» **Instructions to follow**: Reproduce the listing below verbatim, line for line, changing nothing.

» **Data section**:

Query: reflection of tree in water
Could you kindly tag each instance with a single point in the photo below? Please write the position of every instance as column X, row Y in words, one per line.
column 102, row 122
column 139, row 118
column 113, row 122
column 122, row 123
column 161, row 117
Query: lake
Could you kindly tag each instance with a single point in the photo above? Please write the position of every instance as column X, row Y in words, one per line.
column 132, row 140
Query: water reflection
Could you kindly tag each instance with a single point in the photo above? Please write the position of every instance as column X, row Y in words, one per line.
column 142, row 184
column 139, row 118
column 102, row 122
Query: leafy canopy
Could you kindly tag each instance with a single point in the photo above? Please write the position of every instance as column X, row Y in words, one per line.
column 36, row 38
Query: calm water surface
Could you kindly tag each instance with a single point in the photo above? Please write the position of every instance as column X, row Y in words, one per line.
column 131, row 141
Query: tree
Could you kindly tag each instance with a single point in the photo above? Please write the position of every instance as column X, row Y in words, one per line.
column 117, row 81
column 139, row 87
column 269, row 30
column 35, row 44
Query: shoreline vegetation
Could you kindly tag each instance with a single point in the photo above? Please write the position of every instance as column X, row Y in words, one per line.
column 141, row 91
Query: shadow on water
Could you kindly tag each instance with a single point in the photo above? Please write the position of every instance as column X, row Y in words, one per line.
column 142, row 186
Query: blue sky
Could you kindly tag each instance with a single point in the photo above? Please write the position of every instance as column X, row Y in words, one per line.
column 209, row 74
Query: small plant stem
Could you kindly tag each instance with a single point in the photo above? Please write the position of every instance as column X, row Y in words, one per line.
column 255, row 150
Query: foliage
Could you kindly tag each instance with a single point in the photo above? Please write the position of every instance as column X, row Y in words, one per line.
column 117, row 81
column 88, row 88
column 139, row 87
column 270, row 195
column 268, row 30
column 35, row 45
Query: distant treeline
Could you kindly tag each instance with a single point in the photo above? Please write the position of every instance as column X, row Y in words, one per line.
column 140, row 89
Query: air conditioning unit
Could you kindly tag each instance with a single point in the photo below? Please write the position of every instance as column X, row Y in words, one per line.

» **Solved exercise**:
Query: reflection of tree in water
Could you kindly tag each instance with a single point in the photo below? Please write the position of every instance as column X, row Y in words, one per line.
column 102, row 122
column 139, row 118
column 113, row 122
column 122, row 123
column 161, row 117
Query: lake
Could you kindly tag each instance with a single point in the photo above? Please write the position of every instance as column X, row Y in words, one per line.
column 132, row 140
Query: water reflection
Could you kindly tag each instance with a single point in the photo above? Please write the position of every instance as column X, row Y in words, one per line.
column 142, row 184
column 139, row 118
column 102, row 122
Query: leafy canopy
Could you kindly tag each instance with a single point in the photo above? Please write the position of every instance as column X, row Y in words, one per line.
column 36, row 38
Query: calm water surface
Could you kindly tag each instance with a single point in the photo above? Please write the position of every instance as column X, row Y in words, one per line.
column 131, row 141
Query: tree
Could you kindly tag each instance with a single point in the photo above? Please write the position of every instance as column X, row Y in words, one per line.
column 117, row 81
column 139, row 87
column 269, row 30
column 35, row 44
Query: shoreline vegetation
Could you kindly tag each instance with a single point in the photo above? Please write the position of every instance as column X, row Y in words, one per line.
column 141, row 91
Query: shadow on water
Could you kindly tag each instance with a single point in the photo above? Please write the position of every instance as column X, row Y in words, one per line.
column 142, row 186
Query: blue sky
Could you kindly tag each instance with a single point in the photo above? Please write the position of every instance as column X, row Y in words, one per line.
column 209, row 74
Query: small plant stem
Could you kindly tag each instance with a single point in the photo above? Please write the position of every instance as column X, row Y in words, one per line.
column 255, row 150
Query: foliage
Could you kindly tag each instance with a single point in the photo above? Please write the position of every instance as column X, row Y in words, one per line.
column 117, row 81
column 88, row 88
column 139, row 87
column 270, row 195
column 268, row 30
column 35, row 45
Query: distant treeline
Could you kindly tag each instance with a single point in the photo above? Please write the position of every instance as column X, row Y in words, one per line.
column 140, row 89
Query: air conditioning unit
Could you kindly tag each instance with a single point in the photo below? Please write the position of every instance as column X, row Y in words, one per line.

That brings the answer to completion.